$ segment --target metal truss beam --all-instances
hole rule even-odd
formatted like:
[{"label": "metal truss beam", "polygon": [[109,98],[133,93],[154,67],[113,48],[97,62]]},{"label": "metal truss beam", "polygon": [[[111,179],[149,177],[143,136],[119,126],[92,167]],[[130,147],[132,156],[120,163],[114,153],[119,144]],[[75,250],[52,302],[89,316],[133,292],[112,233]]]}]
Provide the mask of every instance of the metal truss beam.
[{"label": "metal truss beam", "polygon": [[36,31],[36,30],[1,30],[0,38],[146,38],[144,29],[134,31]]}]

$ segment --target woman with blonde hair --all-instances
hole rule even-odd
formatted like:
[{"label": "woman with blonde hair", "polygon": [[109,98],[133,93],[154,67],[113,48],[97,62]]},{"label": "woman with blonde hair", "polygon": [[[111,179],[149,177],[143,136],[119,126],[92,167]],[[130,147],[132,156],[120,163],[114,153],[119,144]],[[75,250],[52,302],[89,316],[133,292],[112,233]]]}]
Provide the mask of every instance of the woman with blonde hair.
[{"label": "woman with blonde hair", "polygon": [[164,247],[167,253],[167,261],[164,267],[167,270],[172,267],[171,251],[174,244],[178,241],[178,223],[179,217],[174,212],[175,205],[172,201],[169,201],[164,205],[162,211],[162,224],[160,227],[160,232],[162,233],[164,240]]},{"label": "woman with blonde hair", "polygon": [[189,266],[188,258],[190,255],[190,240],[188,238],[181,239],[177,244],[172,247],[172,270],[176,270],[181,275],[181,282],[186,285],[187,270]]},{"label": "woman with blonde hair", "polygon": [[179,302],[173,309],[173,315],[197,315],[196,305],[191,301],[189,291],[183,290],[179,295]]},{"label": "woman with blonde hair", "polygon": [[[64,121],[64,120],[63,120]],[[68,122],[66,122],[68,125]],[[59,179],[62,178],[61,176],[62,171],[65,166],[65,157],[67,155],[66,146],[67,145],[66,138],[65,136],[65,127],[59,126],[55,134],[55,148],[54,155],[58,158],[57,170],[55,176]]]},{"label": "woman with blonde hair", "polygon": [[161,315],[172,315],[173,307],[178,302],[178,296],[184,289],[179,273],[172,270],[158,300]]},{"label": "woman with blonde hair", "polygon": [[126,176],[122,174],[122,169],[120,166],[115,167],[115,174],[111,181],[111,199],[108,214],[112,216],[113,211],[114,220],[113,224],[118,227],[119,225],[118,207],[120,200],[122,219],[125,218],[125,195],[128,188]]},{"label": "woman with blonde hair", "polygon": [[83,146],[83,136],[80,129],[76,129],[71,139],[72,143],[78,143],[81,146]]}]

§ **Work to be completed**: Reproduce verbatim the lines from the one containing "blonde hair --all-instances" through the one containing "Provide the mask of every instance of the woman", with both of those lines included.

§ **Response below**:
$ segment --target woman with blonde hair --all-instances
hole rule even-odd
formatted like:
[{"label": "woman with blonde hair", "polygon": [[109,98],[133,93],[154,67],[113,48],[97,62]]},{"label": "woman with blonde hair", "polygon": [[[111,179],[149,177],[143,136],[119,126],[92,167]],[[130,147],[132,156],[120,163],[114,153],[119,144]],[[75,250],[52,302],[89,316],[133,292],[112,233]]]}]
Provide the mask of every instance of the woman with blonde hair.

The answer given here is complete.